• [Exercício 1]
Segundo o excerto, quais são as respostas às perguntas seguintes?
(a) Que entidade apresentou alegações sem qualquer conclusão?
(b) Qual é a epígrafe do artigo 18.º transcrito no final?
(c) Em que diploma estão os artigos 76 e seguintes mencionados no ponto 5º?
• [Exercício 2]
Cada afirmação está de acordo com o excerto? Responda sim ou não e cite as palavras do excerto que decidem.
(a) A Câmara Municipal de Vila Nova de Famalicão defendeu a solução propugnada no acórdão.
(b) A Lei n.º 83/95 é de 31 de Dezembro.
(c) O ponto 5º afirma que o art. 18º da Lei 83/95 viola preceitos constitucionais.

• [Excerto da fonte]
········

4º ORA, a referida disposição, do art.18º, integradora do regime do 'direito de acção', em 'acção popular' e, como mera questão de alargamento de legitimidade de parte processual, só pode e deve ser concebida como 'um mais', no sistema preventivo da lesão. E não como 'um menos' e 'restritivo' dos' meios processuais, no sistema jurídico anterior e preexistente, já concebidos e mais consistentes como 'direito' e sindicáveis em recurso.
5º ASSIM, o art. 18º da Lei 83/95 ao não consubstanciar um 'alargamento' dos meios preventivos da lesão - e, antes, ao consubstanciar uma restrição e uma eliminação, ao fim e ao cabo, nos casos concretos e da vida real, de meios processuais já existentes, mais consistentes (como 'direito' e sindicáveis em recurso) e já concedidos ao cidadão para prevenir a lesão: Então, viola a norma, os juízos de valor legais e a vivência deles na vida real - dos preceitos constitucionais dos artºs. 2º, 20º,nº 5, 52º, 3, a) e 268º, 3. No direito processual consubstanciados no meio processual acessório dos artºs. 76 e sgts do D.L. 267/85.
Pelo seu lado, a Câmara Municipal de Vila Nova de Famalicão apresentou alegações mas sem qualquer conclusão, defendendo a solução propugnada no acórdão.
Corridos que foram os vistos legais, cumpre apreciar e decidir. II – FUNDAMENTAÇÃO:
4. – Vem, assim, questionada nos autos, a possibilidade de, em sede de acção popular para defesa dos interesses referidos no artigo 52º, n.º3, da Constituição, se utilizar autonomamente o meio processual acessório de suspensão da eficácia do acto recorrido, apesar do estabelecido no artigo 18º da Lei n.º 83/95, de 31 de Agosto.
Esta norma tem o seguinte teor:
'Artigo 18º
(Regime especial de eficácia dos recursos)

········

• [Dados fornecidos]
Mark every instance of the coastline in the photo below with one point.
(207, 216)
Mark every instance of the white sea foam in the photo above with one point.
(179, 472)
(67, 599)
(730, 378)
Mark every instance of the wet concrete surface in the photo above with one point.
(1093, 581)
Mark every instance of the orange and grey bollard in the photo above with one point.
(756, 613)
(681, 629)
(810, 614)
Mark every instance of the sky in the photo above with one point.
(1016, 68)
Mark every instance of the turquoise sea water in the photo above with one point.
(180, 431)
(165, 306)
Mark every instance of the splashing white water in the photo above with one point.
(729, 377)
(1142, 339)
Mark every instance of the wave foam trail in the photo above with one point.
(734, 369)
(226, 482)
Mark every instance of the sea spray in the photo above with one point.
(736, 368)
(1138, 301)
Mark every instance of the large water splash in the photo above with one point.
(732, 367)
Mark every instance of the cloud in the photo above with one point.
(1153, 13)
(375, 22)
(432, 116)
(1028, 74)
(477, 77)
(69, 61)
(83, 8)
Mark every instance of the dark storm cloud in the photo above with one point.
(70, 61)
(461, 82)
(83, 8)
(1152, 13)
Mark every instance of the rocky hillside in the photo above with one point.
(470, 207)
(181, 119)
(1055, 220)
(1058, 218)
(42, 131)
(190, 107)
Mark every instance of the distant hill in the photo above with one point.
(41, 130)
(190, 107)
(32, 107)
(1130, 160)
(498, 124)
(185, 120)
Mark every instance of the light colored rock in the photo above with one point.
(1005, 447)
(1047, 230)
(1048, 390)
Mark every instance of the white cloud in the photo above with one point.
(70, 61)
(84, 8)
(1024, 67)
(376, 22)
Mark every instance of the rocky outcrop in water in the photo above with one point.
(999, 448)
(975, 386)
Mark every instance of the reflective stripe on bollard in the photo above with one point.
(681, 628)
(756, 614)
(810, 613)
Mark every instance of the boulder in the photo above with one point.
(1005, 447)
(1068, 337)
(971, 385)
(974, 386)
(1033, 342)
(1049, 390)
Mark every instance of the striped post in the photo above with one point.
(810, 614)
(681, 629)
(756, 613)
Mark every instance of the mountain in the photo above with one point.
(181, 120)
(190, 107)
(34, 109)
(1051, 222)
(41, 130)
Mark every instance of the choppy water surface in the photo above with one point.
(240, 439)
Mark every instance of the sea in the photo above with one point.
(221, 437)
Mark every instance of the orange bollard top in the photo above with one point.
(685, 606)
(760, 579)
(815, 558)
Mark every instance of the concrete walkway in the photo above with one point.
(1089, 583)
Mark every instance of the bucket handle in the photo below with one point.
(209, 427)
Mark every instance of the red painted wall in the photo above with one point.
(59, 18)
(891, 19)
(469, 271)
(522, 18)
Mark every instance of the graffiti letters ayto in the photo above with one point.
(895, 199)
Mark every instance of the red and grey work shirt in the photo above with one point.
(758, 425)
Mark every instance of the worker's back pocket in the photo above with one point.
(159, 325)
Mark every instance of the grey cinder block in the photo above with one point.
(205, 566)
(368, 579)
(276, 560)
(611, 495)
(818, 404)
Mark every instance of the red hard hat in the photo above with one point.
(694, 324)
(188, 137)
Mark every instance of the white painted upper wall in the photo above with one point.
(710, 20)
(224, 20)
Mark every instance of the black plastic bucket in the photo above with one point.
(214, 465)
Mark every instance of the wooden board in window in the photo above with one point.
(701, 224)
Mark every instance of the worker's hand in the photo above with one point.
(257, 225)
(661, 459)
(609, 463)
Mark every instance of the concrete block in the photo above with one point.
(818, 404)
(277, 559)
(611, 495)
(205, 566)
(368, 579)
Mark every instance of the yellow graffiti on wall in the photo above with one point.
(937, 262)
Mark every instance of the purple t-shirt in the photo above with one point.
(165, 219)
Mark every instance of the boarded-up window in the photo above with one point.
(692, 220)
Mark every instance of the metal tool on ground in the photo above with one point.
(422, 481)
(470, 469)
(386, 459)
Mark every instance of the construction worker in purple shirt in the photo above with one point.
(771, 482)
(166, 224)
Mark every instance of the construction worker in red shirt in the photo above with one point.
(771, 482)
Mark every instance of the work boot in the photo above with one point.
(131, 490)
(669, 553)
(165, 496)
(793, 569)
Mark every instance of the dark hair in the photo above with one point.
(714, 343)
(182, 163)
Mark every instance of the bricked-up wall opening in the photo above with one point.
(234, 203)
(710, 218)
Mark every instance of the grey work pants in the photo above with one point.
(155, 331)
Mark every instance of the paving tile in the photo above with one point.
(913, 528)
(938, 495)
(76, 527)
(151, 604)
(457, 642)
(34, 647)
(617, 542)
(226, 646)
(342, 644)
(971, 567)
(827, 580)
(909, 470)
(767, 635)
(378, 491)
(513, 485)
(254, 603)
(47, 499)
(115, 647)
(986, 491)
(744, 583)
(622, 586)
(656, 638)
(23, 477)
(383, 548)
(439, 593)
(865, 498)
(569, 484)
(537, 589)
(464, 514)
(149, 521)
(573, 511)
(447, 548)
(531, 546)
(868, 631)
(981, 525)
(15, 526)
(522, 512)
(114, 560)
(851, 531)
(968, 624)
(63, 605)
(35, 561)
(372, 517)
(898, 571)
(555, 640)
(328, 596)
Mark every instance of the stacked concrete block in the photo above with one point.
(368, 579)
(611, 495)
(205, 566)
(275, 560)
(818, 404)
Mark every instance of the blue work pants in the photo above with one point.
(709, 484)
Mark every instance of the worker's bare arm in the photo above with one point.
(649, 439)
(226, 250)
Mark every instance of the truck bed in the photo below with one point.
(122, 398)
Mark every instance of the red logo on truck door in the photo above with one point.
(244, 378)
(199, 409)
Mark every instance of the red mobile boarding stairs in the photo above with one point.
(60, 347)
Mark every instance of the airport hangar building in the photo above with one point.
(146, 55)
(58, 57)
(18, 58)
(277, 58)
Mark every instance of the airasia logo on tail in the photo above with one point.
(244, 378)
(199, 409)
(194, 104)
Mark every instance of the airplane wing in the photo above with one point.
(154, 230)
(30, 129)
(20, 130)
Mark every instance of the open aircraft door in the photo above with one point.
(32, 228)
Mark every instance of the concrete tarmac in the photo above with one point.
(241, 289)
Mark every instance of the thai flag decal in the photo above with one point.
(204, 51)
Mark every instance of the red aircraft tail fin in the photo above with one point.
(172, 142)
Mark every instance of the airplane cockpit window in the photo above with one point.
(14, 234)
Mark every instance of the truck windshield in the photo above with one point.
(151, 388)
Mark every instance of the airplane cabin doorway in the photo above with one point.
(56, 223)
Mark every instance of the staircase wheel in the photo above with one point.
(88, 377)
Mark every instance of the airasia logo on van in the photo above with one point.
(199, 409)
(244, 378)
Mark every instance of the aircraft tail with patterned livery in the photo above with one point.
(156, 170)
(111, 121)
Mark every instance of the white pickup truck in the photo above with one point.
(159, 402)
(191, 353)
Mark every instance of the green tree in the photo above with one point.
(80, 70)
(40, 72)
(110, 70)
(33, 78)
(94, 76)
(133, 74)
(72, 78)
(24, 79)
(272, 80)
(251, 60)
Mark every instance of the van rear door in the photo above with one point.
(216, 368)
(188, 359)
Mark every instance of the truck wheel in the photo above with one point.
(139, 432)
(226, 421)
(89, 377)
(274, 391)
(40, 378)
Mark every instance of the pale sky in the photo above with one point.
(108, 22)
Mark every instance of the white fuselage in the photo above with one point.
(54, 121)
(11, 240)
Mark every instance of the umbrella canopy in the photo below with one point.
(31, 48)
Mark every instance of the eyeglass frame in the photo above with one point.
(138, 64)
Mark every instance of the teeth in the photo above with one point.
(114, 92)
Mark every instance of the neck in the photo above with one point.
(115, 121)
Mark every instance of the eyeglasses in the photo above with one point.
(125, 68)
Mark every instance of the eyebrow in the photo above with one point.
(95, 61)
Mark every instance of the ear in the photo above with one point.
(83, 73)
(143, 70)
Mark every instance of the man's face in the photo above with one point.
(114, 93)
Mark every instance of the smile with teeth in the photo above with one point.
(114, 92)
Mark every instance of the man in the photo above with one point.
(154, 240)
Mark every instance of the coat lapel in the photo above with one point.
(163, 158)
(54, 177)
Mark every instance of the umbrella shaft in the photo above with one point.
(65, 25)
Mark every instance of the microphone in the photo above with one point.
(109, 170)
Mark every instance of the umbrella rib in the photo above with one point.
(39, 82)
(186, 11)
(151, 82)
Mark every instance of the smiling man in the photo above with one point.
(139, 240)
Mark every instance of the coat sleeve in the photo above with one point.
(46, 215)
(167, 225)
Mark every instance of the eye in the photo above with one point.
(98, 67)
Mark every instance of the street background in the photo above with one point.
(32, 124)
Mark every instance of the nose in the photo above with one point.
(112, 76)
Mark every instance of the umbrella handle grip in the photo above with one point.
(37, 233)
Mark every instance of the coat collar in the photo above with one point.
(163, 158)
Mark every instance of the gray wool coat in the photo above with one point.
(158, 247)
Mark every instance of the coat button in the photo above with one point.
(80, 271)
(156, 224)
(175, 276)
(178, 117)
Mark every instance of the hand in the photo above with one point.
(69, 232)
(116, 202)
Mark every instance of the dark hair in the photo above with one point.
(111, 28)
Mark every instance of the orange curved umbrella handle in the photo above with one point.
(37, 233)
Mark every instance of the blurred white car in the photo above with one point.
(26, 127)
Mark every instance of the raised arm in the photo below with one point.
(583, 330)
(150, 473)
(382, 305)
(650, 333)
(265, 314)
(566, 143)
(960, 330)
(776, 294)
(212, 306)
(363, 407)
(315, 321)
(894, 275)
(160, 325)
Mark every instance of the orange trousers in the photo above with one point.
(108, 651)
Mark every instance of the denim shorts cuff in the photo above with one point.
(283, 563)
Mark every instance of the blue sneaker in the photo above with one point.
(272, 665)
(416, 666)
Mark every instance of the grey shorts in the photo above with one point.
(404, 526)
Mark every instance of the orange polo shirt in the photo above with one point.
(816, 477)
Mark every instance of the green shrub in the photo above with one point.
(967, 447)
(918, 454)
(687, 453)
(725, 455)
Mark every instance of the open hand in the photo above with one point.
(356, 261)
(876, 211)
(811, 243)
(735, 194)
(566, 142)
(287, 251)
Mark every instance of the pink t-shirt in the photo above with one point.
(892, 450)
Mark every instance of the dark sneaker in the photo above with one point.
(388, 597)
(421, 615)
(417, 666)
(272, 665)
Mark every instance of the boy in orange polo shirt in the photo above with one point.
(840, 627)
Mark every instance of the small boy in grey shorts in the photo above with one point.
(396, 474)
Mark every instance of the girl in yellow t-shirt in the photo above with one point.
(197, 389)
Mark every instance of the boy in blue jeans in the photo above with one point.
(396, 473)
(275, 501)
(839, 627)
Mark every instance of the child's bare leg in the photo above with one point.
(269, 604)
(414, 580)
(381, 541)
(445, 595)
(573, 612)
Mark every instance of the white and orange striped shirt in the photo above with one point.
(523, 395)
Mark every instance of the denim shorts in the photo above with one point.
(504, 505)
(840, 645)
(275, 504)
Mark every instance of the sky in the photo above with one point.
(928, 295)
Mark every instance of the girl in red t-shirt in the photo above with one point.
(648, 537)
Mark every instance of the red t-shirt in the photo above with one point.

········

• [Resposta 1]
(a) A Câmara Municipal de Vila Nova de Famalicão.
(b) Regime especial de eficácia dos recursos.
(c) No D.L. 267/85.

• [Resposta 2]
(a) Sim: "defendendo a solução propugnada no acórdão".
(b) Não: "Lei n.º 83/95, de 31 de Agosto".
(c) Sim: "Então, viola a norma, os juízos de valor legais e a vivência deles na vida real - dos preceitos constitucionais".